Records:
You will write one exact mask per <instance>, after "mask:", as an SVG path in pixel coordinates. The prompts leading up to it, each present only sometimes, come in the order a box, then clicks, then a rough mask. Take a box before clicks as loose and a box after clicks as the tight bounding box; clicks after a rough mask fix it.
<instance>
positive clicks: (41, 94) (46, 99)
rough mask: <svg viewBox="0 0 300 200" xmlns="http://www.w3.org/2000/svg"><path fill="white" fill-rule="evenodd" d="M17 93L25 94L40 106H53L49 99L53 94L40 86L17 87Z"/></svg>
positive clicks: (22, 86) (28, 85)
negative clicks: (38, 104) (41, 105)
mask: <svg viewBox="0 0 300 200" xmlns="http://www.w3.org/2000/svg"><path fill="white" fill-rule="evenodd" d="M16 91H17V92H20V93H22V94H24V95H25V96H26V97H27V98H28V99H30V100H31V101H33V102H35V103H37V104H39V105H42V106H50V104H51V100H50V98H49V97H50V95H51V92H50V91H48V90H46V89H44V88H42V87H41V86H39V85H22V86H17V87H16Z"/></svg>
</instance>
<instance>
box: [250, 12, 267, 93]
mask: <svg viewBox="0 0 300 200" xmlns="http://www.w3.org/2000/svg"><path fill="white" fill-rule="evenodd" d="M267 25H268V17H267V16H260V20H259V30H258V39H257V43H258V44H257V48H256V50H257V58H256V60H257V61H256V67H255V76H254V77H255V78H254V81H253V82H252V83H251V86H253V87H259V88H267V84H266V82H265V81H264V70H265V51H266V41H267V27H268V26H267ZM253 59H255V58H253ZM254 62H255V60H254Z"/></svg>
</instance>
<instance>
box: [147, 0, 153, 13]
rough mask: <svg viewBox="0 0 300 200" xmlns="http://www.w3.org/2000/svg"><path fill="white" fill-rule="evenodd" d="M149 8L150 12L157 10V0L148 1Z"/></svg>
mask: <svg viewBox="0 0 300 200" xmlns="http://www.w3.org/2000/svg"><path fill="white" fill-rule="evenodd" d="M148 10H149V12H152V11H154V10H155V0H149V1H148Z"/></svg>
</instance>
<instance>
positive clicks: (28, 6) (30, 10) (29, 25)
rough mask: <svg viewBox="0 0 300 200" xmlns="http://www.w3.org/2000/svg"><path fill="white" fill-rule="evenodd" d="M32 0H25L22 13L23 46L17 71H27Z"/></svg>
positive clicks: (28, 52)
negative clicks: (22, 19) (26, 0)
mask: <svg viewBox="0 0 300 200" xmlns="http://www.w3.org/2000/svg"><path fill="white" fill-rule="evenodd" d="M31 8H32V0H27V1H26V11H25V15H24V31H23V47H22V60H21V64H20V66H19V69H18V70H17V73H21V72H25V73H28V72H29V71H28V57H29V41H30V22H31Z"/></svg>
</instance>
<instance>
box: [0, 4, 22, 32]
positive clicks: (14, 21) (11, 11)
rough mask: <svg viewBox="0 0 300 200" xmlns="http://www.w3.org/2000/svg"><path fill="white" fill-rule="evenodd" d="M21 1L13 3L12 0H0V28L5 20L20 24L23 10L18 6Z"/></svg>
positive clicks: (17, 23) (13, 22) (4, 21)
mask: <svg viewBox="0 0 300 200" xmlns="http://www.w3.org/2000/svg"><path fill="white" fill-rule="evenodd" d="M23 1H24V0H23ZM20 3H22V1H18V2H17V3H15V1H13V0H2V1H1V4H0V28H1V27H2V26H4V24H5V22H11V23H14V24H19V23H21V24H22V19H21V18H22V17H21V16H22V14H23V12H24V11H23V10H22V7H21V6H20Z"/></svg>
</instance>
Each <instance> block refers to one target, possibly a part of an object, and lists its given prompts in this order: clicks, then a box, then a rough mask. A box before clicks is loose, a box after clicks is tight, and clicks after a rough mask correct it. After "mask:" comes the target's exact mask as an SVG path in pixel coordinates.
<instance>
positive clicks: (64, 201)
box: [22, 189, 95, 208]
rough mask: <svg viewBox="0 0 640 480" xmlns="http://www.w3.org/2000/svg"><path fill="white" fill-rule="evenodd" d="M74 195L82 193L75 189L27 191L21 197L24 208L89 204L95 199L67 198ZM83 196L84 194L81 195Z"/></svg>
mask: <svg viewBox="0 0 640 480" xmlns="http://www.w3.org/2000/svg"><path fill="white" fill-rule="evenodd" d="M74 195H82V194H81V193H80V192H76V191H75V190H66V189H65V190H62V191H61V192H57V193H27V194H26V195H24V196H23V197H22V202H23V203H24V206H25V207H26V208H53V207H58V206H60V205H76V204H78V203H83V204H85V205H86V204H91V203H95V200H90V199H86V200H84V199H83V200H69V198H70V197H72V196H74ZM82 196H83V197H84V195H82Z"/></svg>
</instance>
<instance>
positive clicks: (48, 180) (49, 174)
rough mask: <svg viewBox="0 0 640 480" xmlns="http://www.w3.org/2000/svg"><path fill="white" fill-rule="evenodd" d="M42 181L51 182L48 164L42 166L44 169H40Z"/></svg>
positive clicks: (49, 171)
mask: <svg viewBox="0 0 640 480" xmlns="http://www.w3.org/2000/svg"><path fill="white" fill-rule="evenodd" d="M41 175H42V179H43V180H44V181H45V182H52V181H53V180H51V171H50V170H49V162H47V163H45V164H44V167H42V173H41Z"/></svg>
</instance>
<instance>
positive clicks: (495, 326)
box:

Assignment: Considering only the material above, set down every line from the one with "negative clicks: (22, 19) (26, 0)" to the one with "box: [22, 189, 95, 208]", inclusive, exactly as written.

Answer to the exercise:
negative clicks: (22, 19) (26, 0)
mask: <svg viewBox="0 0 300 200" xmlns="http://www.w3.org/2000/svg"><path fill="white" fill-rule="evenodd" d="M31 8H32V0H27V1H26V11H25V15H24V31H23V47H22V60H21V64H20V66H19V69H18V70H17V73H21V72H25V73H28V72H29V71H28V57H29V41H30V22H31Z"/></svg>
</instance>
<instance>
box: [0, 4, 22, 32]
positive clicks: (14, 21) (11, 11)
rough mask: <svg viewBox="0 0 300 200" xmlns="http://www.w3.org/2000/svg"><path fill="white" fill-rule="evenodd" d="M21 1L13 3L12 0H0V28L5 20L20 24L23 10L18 6Z"/></svg>
positive clicks: (17, 23) (13, 22) (4, 21)
mask: <svg viewBox="0 0 300 200" xmlns="http://www.w3.org/2000/svg"><path fill="white" fill-rule="evenodd" d="M23 1H24V0H23ZM20 3H22V1H18V2H17V3H15V1H13V0H2V1H1V4H0V28H1V27H2V26H4V24H5V22H11V23H14V24H19V23H21V24H22V19H21V18H22V17H21V16H22V14H23V12H24V11H23V10H22V7H21V6H20Z"/></svg>
</instance>
Each <instance> block refers to one target, possibly a part of an object, and lists its given prompts in this order: clicks, then a box, then a rough mask. A box before clicks is loose, a box after clicks is tight, and clicks after a rough mask correct it. After "mask:" comes the target's exact mask as an SVG path in pixel coordinates.
<instance>
positive clicks: (64, 201)
box: [22, 189, 95, 208]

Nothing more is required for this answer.